[Mask labeling examples]

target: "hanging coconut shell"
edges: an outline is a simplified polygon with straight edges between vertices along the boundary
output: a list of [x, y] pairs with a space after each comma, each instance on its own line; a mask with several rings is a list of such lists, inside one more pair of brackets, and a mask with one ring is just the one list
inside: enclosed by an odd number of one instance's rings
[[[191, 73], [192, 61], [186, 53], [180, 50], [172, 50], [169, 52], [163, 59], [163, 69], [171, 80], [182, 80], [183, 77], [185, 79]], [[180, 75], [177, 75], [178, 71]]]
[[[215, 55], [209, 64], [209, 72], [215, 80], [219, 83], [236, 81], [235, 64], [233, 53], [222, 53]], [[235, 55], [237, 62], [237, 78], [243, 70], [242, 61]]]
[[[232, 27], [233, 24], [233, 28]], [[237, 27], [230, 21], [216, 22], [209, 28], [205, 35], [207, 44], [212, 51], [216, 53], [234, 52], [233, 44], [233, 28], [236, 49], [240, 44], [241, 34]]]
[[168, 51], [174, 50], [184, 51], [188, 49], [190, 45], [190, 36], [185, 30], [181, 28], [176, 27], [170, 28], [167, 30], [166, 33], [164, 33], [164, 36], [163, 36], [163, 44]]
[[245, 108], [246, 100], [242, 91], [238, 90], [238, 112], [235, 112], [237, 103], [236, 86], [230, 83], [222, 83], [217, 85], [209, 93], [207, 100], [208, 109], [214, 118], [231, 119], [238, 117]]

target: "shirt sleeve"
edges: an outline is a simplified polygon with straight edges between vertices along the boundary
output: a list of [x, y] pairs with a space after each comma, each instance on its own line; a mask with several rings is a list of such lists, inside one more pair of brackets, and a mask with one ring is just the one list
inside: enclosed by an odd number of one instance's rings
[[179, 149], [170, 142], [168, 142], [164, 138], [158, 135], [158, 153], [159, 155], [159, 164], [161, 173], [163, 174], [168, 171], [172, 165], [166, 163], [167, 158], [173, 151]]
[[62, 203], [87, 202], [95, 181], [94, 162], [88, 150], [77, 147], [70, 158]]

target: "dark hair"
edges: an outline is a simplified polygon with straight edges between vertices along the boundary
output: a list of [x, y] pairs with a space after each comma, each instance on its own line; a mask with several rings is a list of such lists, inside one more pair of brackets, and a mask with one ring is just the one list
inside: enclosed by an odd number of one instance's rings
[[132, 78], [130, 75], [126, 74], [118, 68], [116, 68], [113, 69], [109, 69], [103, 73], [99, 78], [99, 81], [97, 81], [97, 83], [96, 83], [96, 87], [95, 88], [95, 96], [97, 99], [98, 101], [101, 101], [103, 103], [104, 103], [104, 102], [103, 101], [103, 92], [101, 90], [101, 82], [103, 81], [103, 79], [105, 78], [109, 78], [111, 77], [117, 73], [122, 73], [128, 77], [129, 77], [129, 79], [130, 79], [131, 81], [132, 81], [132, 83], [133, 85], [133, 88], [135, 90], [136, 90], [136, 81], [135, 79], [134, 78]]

### DO THIS
Render everything from the start of the data down to and including the line containing "75], [178, 71]]]" as a Markdown table with two columns, Row and Data line. Number each line and leave out blank lines.

### ANSWER TO THIS EXERCISE
| Row | Data line |
|---|---|
| 1 | target: "hanging coconut shell" |
| 2 | edges: an outline is a simplified polygon with straight edges between vertices along the boundary |
| 3 | output: a list of [x, y] pairs with a space after each comma, each instance on its own line; a mask with several rings is a list of such lists, inside one more pair of brackets, and a mask with one ring is just the one list |
| 4 | inside: enclosed by an odd number of one instance's rings |
| 5 | [[[191, 73], [192, 61], [186, 53], [180, 50], [172, 50], [169, 52], [163, 59], [163, 69], [171, 80], [182, 80], [183, 77], [185, 79]], [[180, 75], [177, 75], [178, 71]]] |